=== DIRECTIVES ===
1) In the electric ukulele passage, what was the price of the eBay listing that the writer bought?
2) From the electric ukulele passage, copy out the stretch from "When I came" through "I bought it." word for word.

=== QUOTED PASSAGE ===
While I was at TMEA in February, I had the chance to see Kris Gilbert’s J&D Electric Ukulele, and this created a need (in my mind) to buy an electric ukulele. I actually have a few ukuleles with a pickup installed, but what I was interested in was a ukulele that would be very, very quiet. A large percentage of my ukulele play along work is done at night when the rest of my family is asleep. They have frequently gone to bed (or attempted to do so) while I played ukulele, working out the details of play along videos. As an added benefit, many electric ukuleles have a way to patch audio in from another device (e.g. an iPad) and out (to headphones with a 1/8″/3.5mm jack or a 1/4″ 6.35mm jack).

When I came home from TMEA, I learned that the J&D electric ukulele was selling for $199, and the similar (i.e. identical) Mahalo EUK-200 was $216. I didn’t want to spend that much for something that might work the way I needed it to, so I began to look for cheaper options to try before committing more money. I came across the Ammoon electric ukulele in a few different locations–wish.com, Amazon, and eBay. It was selling for $60-$80, but I found an eBay listing for an instrument that looked exactly the same for $49.95, and I bought it.

=== DATASET EXTRACT ===
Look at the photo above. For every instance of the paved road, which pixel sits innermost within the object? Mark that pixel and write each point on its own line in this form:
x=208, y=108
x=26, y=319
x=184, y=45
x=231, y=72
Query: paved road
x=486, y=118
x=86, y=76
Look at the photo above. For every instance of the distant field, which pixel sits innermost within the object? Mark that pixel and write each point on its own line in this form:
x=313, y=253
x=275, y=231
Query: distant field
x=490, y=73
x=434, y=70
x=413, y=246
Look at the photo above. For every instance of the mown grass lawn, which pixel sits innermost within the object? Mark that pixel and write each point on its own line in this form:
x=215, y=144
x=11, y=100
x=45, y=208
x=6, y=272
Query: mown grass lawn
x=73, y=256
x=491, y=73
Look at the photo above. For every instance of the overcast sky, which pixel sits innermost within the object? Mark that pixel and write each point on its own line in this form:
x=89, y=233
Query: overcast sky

=== IN RESPONSE ===
1) $49.95

2)
When I came home from TMEA, I learned that the J&D electric ukulele was selling for $199, and the similar (i.e. identical) Mahalo EUK-200 was $216. I didn’t want to spend that much for something that might work the way I needed it to, so I began to look for cheaper options to try before committing more money. I came across the Ammoon electric ukulele in a few different locations–wish.com, Amazon, and eBay. It was selling for $60-$80, but I found an eBay listing for an instrument that looked exactly the same for $49.95, and I bought it.